*Stated goal*: Retype the rows below word for word, leaving out the pictures.

-- Start of Supplied data --

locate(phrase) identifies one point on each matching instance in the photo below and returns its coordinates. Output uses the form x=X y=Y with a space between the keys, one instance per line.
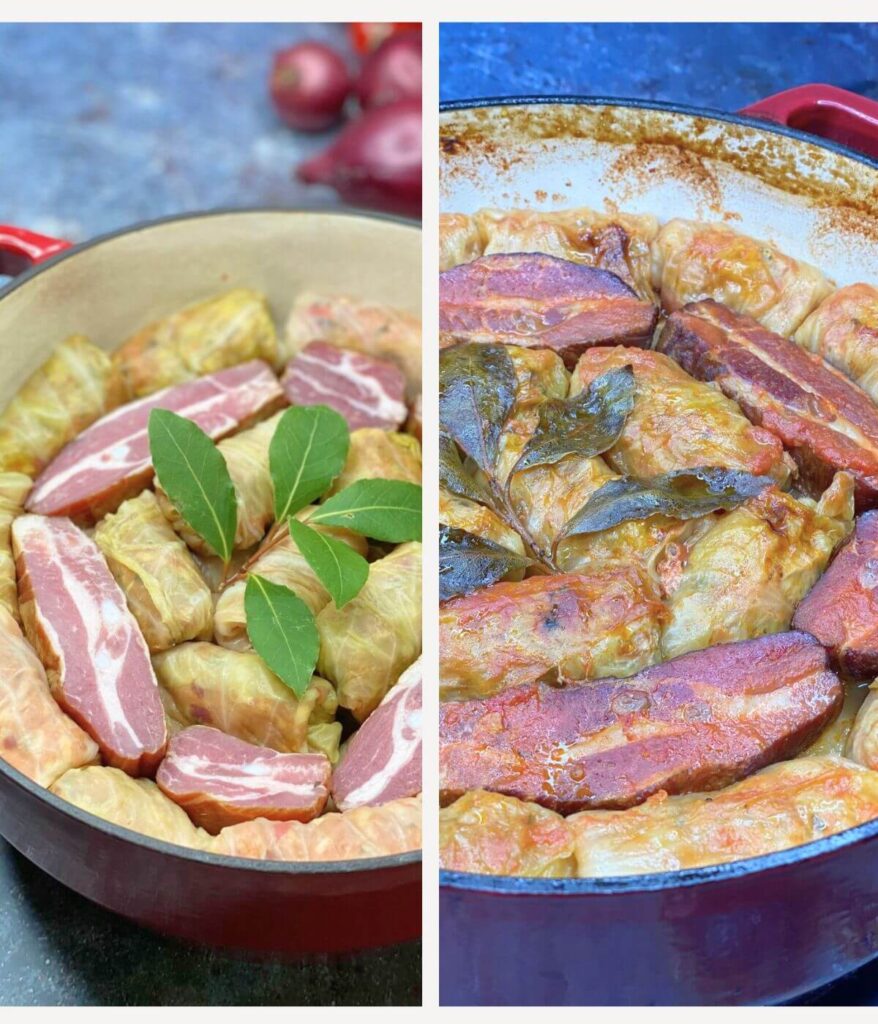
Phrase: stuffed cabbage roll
x=694 y=261
x=843 y=330
x=36 y=736
x=366 y=645
x=13 y=491
x=366 y=327
x=161 y=583
x=72 y=389
x=246 y=456
x=745 y=578
x=489 y=834
x=239 y=694
x=785 y=805
x=678 y=422
x=364 y=832
x=617 y=242
x=281 y=561
x=131 y=803
x=202 y=338
x=460 y=241
x=379 y=454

-- End of Supplied data --

*Result of this task*:
locate(phrase) identifies one point on each matching instance in the photo below and returns its coordinates. Output uses the form x=X y=Y with a space between the keys, one instance per line.
Phrase: stuffed cabbage roll
x=694 y=261
x=843 y=330
x=36 y=736
x=366 y=645
x=13 y=491
x=366 y=327
x=161 y=583
x=72 y=389
x=246 y=456
x=745 y=578
x=489 y=834
x=239 y=694
x=785 y=805
x=678 y=422
x=364 y=832
x=617 y=242
x=281 y=561
x=131 y=803
x=202 y=338
x=460 y=241
x=379 y=454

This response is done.